◆ Task to complete ◆
Repeat the entries below exactly. Drop the pictures.

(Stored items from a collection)
━━━━━━

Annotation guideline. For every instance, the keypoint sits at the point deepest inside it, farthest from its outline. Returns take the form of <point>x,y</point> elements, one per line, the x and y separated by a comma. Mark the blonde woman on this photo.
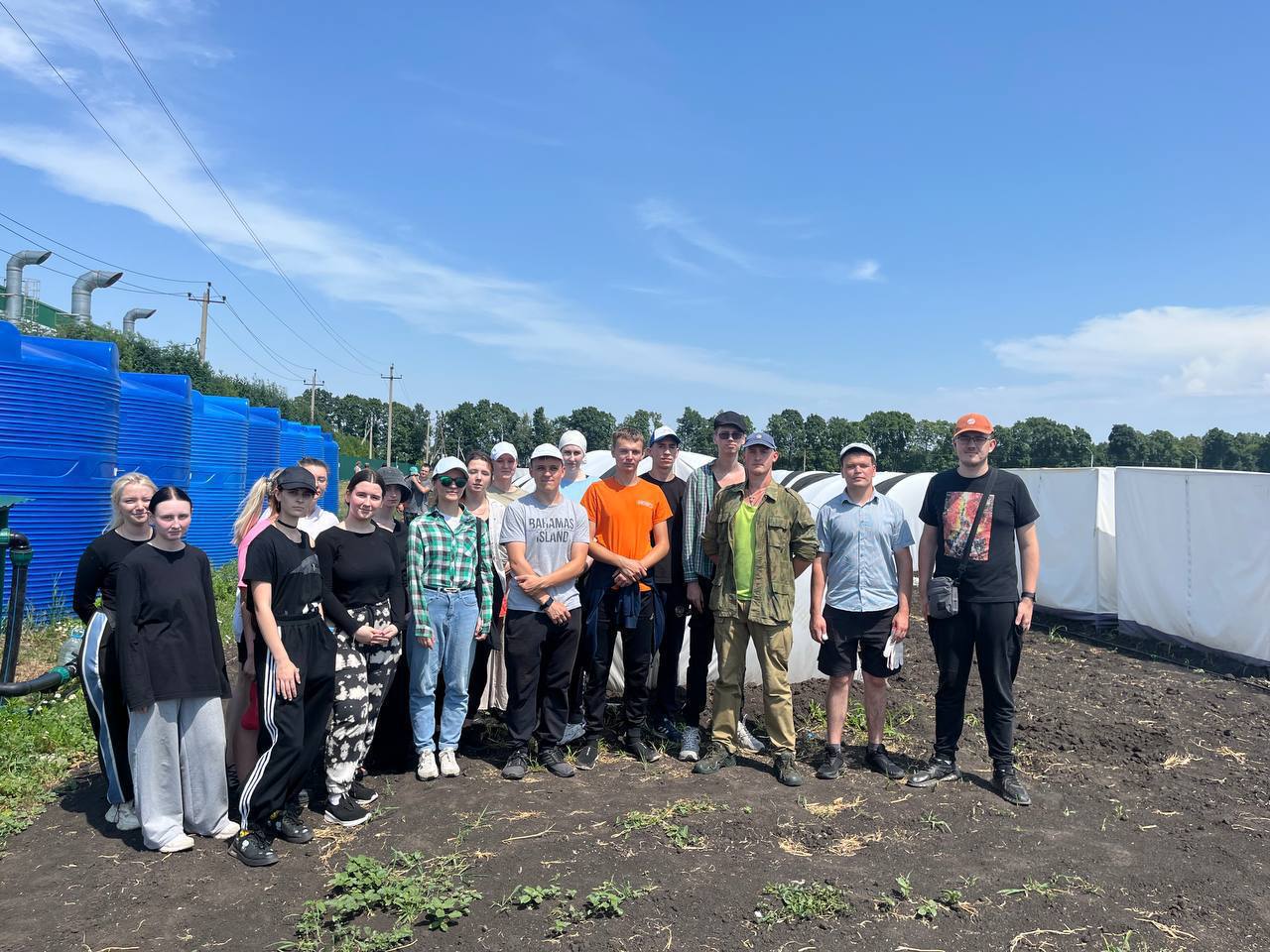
<point>99,662</point>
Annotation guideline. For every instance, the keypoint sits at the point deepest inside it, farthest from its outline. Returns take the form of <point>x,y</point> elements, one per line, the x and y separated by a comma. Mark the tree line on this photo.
<point>903,442</point>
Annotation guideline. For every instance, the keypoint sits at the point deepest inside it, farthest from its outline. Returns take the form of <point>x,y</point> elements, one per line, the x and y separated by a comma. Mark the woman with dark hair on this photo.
<point>175,679</point>
<point>99,660</point>
<point>295,671</point>
<point>363,598</point>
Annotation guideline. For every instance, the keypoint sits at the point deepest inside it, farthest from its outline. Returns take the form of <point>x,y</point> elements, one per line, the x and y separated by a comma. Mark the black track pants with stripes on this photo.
<point>293,733</point>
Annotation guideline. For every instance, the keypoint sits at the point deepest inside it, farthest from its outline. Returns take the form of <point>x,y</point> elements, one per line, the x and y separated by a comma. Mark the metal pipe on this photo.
<point>13,281</point>
<point>81,295</point>
<point>131,317</point>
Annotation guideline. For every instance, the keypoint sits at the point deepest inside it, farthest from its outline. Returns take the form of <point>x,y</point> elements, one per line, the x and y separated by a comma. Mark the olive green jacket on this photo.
<point>784,531</point>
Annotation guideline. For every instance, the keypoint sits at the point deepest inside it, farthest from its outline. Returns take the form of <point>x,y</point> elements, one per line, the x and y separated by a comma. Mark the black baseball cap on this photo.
<point>296,477</point>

━━━━━━

◆ Task result ◆
Annotation guideline. For every instance, the keypoint sits at the point deepest inside it, farthest from its outline. Returns take the form of <point>x,y</point> elements, one per line, the x and y separated by a comma. Mark the blonde woman on this photo.
<point>99,662</point>
Annotation guideline. For every instance, the keypoint sits at the point deepest inside it, farthest from its outline. Returns take the form of <point>x,y</point> elements, one per line, the x and y separated by a comma. Mark the tree line on this photo.
<point>903,442</point>
Annotation guideline. For every instance, the keypoint sits at the point deepest inside it, farthest from its outline. Returns take the form of <point>x,y</point> elements, one per line, the x and y separated by a comma. Mark the woman with dark hair on this photo.
<point>175,679</point>
<point>99,660</point>
<point>295,671</point>
<point>363,598</point>
Annotation guideline. For every instance, the keypoint sits at the point deepest inside it, farthest from its outline. Returns take the form of <point>x,y</point> elements, one per line, the x and y separated by a comma. Mark the black track pants with stripes on this photo.
<point>293,733</point>
Annotation guideline. For every instance, the keypoint sits at the point deepest inside it, farthest from its outline. Returns take the form of <point>x,y</point> elements, one per line, the x and y separated by a comma. Mark the metal pipe on this photo.
<point>13,281</point>
<point>81,295</point>
<point>131,317</point>
Annotation guideline. For every instance, the keypoint sits at the point deepest inside it, farthest from its outline. Returns take the form of <point>x,y</point> elements, one per line, the x and y separated by a comma. Mark the olive green jacket on this photo.
<point>784,531</point>
Annotation guideline. For every instance, the keypoint sits at the point deepest inside it, farthest from its outline. Returns take the form of <point>x,y</point> elements, one per line, the x and y separated by a comma. Mark the black baseball cap on this photo.
<point>296,477</point>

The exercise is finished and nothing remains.